LISTED ENTRIES —
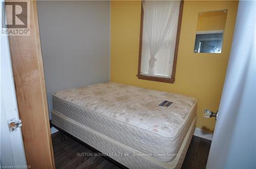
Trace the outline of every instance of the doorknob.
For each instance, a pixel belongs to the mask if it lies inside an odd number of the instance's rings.
[[[216,112],[214,112],[211,110],[209,110],[206,108],[204,110],[204,116],[205,118],[210,118],[212,117],[215,117],[215,120],[217,120],[218,117],[218,111]]]

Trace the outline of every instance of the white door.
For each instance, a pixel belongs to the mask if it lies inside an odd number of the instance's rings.
[[[2,2],[0,2],[2,3]],[[2,8],[0,13],[2,15]],[[2,16],[0,17],[2,20]],[[0,22],[2,23],[2,20]],[[27,165],[20,128],[11,131],[7,121],[19,119],[8,37],[0,35],[1,48],[1,165]]]
[[[256,1],[240,1],[208,169],[256,168],[255,24]]]

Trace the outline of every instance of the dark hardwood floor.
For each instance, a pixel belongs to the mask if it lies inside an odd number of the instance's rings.
[[[120,168],[102,157],[80,154],[93,152],[68,136],[62,139],[59,132],[52,135],[57,169]],[[210,140],[194,136],[182,168],[205,168],[210,144]]]

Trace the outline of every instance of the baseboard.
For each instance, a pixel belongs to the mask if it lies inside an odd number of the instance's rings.
[[[214,133],[211,132],[203,130],[199,128],[196,128],[194,133],[194,135],[210,140],[212,139],[213,134]]]
[[[51,128],[51,133],[53,134],[54,133],[56,133],[57,131],[59,130],[57,130],[55,128],[52,127]]]

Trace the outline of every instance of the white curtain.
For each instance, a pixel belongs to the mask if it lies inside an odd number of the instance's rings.
[[[174,16],[179,9],[180,1],[144,1],[144,23],[148,40],[151,58],[148,75],[155,74],[156,55],[159,51],[172,24]]]

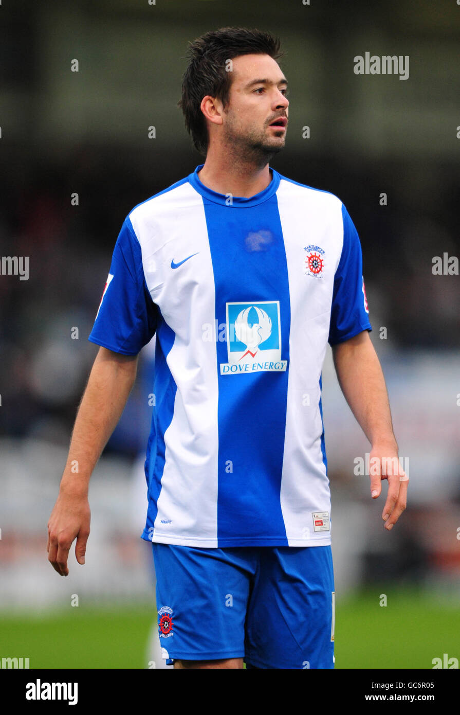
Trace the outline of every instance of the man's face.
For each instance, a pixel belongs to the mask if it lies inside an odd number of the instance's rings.
[[[223,118],[224,138],[233,146],[273,154],[284,147],[287,82],[268,54],[244,54],[233,60],[229,102]],[[278,121],[278,126],[274,122]]]

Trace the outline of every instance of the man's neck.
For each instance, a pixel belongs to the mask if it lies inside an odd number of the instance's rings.
[[[219,194],[249,199],[266,189],[271,181],[271,174],[268,162],[260,166],[250,159],[235,160],[234,157],[223,157],[208,152],[198,178]]]

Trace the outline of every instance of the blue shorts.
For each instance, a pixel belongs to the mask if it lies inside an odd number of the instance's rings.
[[[330,546],[152,548],[159,635],[169,659],[334,668]]]

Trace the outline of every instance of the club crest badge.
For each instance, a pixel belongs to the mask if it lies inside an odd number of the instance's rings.
[[[314,278],[322,278],[324,268],[324,251],[319,246],[305,246],[305,272]]]
[[[172,608],[164,606],[158,611],[158,632],[161,638],[169,638],[173,634]]]

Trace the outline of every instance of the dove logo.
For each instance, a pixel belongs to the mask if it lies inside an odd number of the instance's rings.
[[[279,300],[226,303],[226,314],[229,362],[221,363],[221,375],[286,370]]]

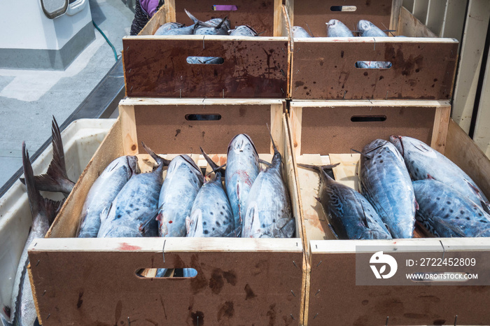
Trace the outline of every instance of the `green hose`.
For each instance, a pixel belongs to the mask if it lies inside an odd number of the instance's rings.
[[[114,45],[112,45],[111,41],[109,41],[108,38],[107,38],[107,36],[106,36],[106,34],[104,34],[104,32],[99,28],[97,24],[95,24],[95,22],[94,22],[94,20],[92,20],[92,23],[94,24],[96,29],[97,29],[97,31],[100,31],[100,34],[102,34],[102,36],[106,39],[107,43],[108,43],[109,45],[111,45],[111,48],[112,48],[112,51],[114,52],[114,58],[115,59],[115,61],[118,61],[118,53],[115,52],[115,48],[114,48]]]

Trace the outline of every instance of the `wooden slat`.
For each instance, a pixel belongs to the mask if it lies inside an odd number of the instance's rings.
[[[458,43],[445,39],[298,39],[293,55],[294,99],[451,98]],[[389,69],[358,61],[392,62]]]
[[[482,66],[485,33],[490,20],[490,6],[486,0],[469,0],[461,55],[456,78],[451,117],[468,132]]]

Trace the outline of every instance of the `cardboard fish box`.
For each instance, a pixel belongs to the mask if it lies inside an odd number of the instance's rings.
[[[490,239],[421,239],[424,234],[416,229],[417,239],[336,240],[321,205],[315,199],[320,184],[318,173],[297,165],[340,162],[333,169],[336,180],[357,189],[360,156],[351,149],[361,150],[370,141],[388,139],[391,134],[405,135],[443,153],[488,196],[490,161],[450,120],[450,108],[449,102],[438,101],[290,103],[288,125],[309,271],[304,325],[489,325],[490,286],[484,284],[490,284]],[[465,286],[465,282],[449,281],[366,285],[359,278],[369,276],[373,280],[370,278],[370,282],[377,281],[370,269],[370,257],[382,250],[366,246],[382,246],[384,254],[396,257],[399,262],[397,274],[408,269],[405,260],[400,260],[407,255],[414,261],[418,257],[417,267],[421,264],[421,257],[475,257],[479,281],[483,285]],[[464,271],[475,271],[475,268],[468,267]],[[442,269],[452,270],[447,267]],[[421,267],[411,270],[428,271]]]
[[[39,320],[50,325],[299,325],[306,265],[289,136],[279,99],[126,99],[120,115],[53,222],[29,248]],[[202,115],[201,120],[196,120]],[[213,120],[202,120],[202,115]],[[218,120],[216,120],[218,119]],[[116,157],[136,155],[142,171],[153,160],[144,141],[170,159],[200,146],[223,164],[232,138],[246,133],[260,156],[280,151],[296,219],[292,239],[78,239],[86,194]],[[209,169],[209,167],[208,167]],[[154,278],[157,268],[194,268],[197,276]],[[141,269],[150,269],[144,273]]]
[[[148,97],[286,98],[289,24],[279,0],[165,1],[136,36],[122,38],[126,95]],[[232,28],[248,24],[259,36],[153,36],[167,22],[192,23],[184,9],[206,21],[228,15]],[[220,64],[193,64],[189,57],[218,57]]]
[[[293,99],[451,99],[458,41],[437,37],[400,0],[286,2],[291,26],[316,36],[292,38]],[[347,10],[334,11],[342,7]],[[331,19],[351,31],[360,20],[368,20],[393,30],[386,32],[389,36],[407,37],[327,37],[326,23]],[[358,62],[388,62],[391,66],[357,68]]]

TASK INSTRUCTIONS — Pick out every line above that contains the word "white".

RESPONSE TO THE TASK —
Trace the outline of every instance of the white door.
Trace the outline of every instance of the white curtain.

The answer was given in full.